-- REQUIRED WORK --
Copy the data below in full, exactly as it appears.

-- RECORDS FOR THE TASK --
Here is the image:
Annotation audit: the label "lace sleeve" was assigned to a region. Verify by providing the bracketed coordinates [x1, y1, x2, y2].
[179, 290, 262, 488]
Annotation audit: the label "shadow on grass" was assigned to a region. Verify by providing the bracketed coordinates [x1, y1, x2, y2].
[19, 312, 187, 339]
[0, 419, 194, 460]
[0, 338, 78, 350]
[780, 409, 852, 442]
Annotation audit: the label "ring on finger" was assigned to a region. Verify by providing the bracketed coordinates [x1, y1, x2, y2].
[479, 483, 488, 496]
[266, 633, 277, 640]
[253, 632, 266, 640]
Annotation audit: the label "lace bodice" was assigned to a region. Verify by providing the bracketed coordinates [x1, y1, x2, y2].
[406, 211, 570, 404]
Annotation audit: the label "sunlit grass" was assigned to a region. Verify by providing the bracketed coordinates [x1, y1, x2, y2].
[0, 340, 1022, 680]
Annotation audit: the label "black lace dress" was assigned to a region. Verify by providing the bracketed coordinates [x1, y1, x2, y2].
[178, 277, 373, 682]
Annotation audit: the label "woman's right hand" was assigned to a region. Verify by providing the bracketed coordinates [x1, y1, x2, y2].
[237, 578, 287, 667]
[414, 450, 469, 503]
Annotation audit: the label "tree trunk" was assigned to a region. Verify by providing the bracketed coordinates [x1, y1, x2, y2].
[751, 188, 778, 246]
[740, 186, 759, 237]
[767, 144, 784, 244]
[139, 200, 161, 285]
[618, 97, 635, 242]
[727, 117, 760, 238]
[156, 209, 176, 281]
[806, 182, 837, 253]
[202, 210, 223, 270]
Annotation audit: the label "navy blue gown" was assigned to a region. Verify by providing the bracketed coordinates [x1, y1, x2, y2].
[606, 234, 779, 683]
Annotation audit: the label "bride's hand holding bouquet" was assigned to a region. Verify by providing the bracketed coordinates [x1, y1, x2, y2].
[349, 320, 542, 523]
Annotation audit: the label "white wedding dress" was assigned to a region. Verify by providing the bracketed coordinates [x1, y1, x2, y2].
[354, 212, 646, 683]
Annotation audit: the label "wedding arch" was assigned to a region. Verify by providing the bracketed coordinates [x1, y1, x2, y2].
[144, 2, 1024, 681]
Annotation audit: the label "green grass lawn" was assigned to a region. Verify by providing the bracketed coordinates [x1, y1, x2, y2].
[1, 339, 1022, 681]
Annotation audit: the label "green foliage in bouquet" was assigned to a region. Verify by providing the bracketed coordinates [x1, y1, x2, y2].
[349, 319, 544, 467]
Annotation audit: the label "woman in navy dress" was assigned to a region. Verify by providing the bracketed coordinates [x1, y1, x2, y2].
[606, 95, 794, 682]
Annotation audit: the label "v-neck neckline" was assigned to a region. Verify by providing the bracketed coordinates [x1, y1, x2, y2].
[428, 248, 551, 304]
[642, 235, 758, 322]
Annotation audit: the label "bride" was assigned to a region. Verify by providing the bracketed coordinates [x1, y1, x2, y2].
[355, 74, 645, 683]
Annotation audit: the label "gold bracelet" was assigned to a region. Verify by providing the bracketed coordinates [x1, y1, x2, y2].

-- ANSWER FOR THIS EXERCISE --
Here is the image:
Annotation audit: the label "lace sleeve" was assigned to a region. Verify by providing the bracketed coordinates [x1, y1, x2, y2].
[179, 290, 262, 488]
Annotation audit: the label "shadow on grass" was assigned to a region. Verify by providing the bracketed coordinates [x1, y1, x2, y2].
[19, 312, 187, 339]
[0, 419, 194, 460]
[0, 338, 78, 350]
[780, 409, 852, 442]
Annotation audit: the label "ring on finger" was assigned to a region. Verify by providing the bracketed coordinates [x1, y1, x2, y2].
[479, 483, 488, 496]
[266, 633, 277, 640]
[253, 632, 266, 640]
Annotation audit: the label "lace bodice" was assigned to a region. Verify by providing the bracketed coordinates [x1, y1, x2, y2].
[406, 211, 570, 404]
Annotation audit: the label "sunlit grass" was assigned to a region. Verify by providing the bracketed coordinates [x1, y1, x2, y2].
[0, 340, 1022, 680]
Annotation audit: the label "black lace dress" was assigned to a region. Verify by providing the bracketed coordinates [x1, y1, x2, y2].
[178, 277, 373, 682]
Annotation audit: the label "woman's right hand" was assigned to a region. Verify by providing the bracketed coordinates [x1, y1, x2, y2].
[237, 578, 287, 667]
[414, 450, 469, 503]
Annotation audit: the label "tree trunk" was assigned to a region. Verify by providing the bracketed coordinates [x1, y1, x2, y2].
[751, 188, 778, 246]
[740, 186, 759, 237]
[767, 144, 784, 244]
[139, 200, 161, 285]
[618, 97, 635, 242]
[727, 117, 760, 238]
[156, 209, 176, 281]
[806, 182, 837, 253]
[202, 210, 223, 270]
Annotation audit: the label "navy blue gown" was assigned to a region. Verify by providing the bracketed coordinates [x1, y1, x2, y2].
[606, 234, 779, 683]
Annotation audit: the label "bride's hand holding bouquet" was assigned to a region. Verify by providing the bracketed coordinates [x1, y1, x2, y2].
[349, 320, 542, 523]
Annotation audit: the label "white wedding dress" was assigned to a region. Verify by providing the bracketed coordinates [x1, y1, x2, y2].
[354, 212, 646, 683]
Annotation audit: the label "wedding arch" was assigned to a region. Verify by providing the bracketed coordinates [x1, y1, x2, y2].
[144, 2, 1024, 681]
Annotation audit: the label "green grass lawn" was assigned to a region. Verify by providing the bracketed coordinates [x1, y1, x2, y2].
[1, 339, 1022, 681]
Annotation audit: the label "green foliage in bouquet" was assigned to a region. Verify by providing the bracketed coordinates [x1, y1, x2, y2].
[349, 319, 544, 467]
Annotation audit: the label "woman in navy dress" was assigned to a region. Verify by providing the bracketed coordinates [x1, y1, x2, y2].
[606, 95, 794, 682]
Annotation audit: the label "v-neck neckline" was assigned to a region. Verify by providing the bracketed coordinates [x1, y1, x2, y2].
[428, 248, 551, 304]
[642, 235, 758, 322]
Annotation audit: the label "bride" was assigned to a region. Verify by providing the bracketed coordinates [x1, y1, x2, y2].
[355, 74, 645, 683]
Annotation audit: the label "gold bracelet" was assigned to a region. Verify by providing the bracketed coordinates [x1, y1, x2, y2].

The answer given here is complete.